EXERCISE DESCRIPTION — Find every line in the records below that contains the word "chair", and copy each of those lines.
-- STORED RECORDS start --
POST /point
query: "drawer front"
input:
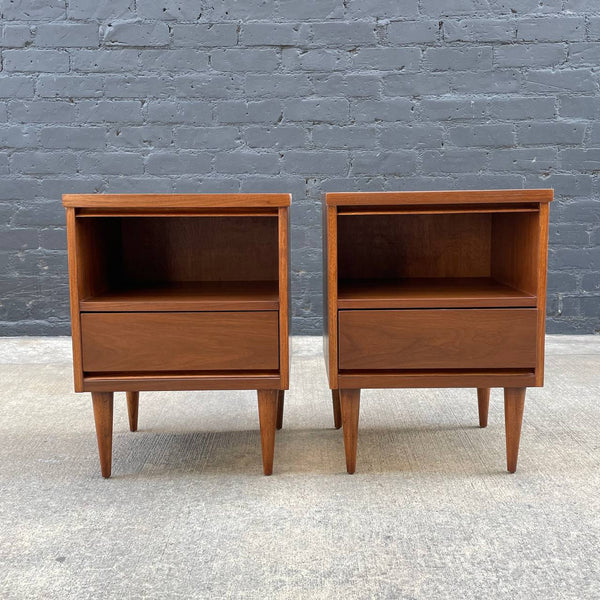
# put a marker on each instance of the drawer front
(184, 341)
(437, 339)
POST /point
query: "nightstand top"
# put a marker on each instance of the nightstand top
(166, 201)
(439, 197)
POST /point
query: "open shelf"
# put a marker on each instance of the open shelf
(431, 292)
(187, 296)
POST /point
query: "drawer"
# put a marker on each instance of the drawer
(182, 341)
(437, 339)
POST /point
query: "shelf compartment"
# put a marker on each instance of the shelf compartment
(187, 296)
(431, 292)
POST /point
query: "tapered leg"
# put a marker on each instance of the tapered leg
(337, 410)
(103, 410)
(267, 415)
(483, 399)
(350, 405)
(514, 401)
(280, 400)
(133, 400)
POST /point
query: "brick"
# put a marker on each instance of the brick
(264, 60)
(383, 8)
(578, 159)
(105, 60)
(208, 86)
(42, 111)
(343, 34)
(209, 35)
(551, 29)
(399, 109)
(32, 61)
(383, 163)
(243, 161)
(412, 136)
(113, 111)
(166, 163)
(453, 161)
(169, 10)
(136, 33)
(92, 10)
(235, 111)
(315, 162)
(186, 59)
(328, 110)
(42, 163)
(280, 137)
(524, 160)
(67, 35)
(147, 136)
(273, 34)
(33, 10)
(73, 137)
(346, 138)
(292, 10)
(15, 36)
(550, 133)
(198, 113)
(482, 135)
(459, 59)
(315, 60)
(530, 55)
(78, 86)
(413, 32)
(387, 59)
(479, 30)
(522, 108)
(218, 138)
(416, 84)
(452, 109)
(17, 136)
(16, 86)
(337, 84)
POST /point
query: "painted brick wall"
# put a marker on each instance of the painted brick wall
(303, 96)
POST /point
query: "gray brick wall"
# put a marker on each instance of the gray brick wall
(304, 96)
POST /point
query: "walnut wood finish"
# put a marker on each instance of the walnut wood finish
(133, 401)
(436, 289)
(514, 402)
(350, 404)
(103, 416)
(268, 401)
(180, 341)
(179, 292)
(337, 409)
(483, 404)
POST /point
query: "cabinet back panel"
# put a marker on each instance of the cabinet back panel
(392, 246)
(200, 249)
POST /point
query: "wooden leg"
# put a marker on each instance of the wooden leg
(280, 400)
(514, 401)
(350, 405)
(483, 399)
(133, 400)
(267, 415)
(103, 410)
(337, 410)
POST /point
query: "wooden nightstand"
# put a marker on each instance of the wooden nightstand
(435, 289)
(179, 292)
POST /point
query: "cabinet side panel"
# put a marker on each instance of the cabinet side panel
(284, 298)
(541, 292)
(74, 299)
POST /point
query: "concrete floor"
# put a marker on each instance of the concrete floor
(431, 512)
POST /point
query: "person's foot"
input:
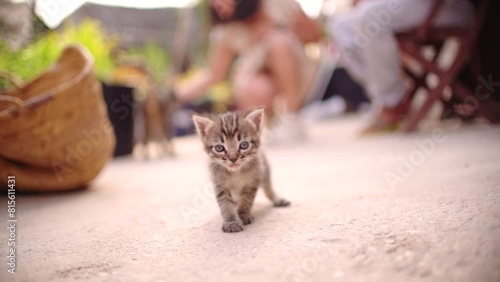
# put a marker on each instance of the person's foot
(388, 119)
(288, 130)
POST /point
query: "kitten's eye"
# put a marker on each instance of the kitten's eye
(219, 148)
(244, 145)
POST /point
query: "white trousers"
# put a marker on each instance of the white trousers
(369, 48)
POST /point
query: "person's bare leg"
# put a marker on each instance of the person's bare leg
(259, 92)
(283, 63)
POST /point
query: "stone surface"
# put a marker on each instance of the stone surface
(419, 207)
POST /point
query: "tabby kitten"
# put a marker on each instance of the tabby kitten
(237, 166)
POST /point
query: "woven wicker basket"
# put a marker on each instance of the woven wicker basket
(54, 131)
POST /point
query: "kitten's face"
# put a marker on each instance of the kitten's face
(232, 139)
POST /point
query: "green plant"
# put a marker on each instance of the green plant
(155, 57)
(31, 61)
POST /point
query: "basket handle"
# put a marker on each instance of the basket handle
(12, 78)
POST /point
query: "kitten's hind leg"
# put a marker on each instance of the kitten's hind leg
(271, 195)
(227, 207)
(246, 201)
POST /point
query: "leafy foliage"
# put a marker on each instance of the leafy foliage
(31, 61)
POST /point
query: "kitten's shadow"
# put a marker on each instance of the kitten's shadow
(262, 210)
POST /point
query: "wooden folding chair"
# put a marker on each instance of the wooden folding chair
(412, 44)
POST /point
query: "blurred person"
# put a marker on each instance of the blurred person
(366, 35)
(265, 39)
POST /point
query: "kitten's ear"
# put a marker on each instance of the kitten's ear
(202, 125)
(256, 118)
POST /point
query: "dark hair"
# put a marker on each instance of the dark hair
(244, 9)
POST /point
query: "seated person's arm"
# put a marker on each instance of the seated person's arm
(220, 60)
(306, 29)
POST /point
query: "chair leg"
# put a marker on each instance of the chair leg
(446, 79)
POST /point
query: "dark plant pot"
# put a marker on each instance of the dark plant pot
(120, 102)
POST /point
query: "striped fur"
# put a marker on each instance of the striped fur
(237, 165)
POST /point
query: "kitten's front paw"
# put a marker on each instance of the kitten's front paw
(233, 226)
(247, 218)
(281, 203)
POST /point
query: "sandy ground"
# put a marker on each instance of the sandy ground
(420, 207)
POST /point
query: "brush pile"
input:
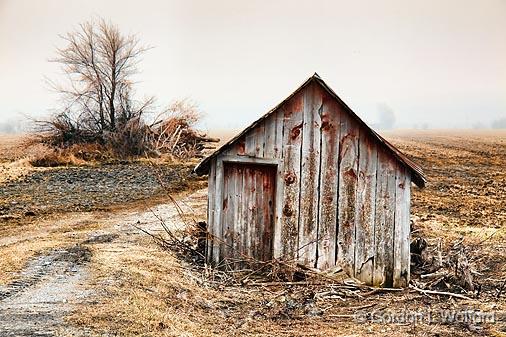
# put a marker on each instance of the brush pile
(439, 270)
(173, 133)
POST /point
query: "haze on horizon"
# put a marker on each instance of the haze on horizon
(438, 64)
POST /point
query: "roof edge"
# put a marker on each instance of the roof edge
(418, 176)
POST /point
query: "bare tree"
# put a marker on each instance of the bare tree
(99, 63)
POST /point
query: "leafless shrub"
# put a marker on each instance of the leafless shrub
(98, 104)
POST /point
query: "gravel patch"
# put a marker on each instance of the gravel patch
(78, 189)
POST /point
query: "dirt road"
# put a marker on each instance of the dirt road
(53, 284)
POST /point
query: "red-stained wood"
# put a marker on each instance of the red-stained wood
-- STORED RECORDS end --
EXERCISE ANSWER —
query: "wooden folding chair"
# put a marker on each instance of the wooden folding chair
query: "chair leg"
# put a marker on each instance of the chair leg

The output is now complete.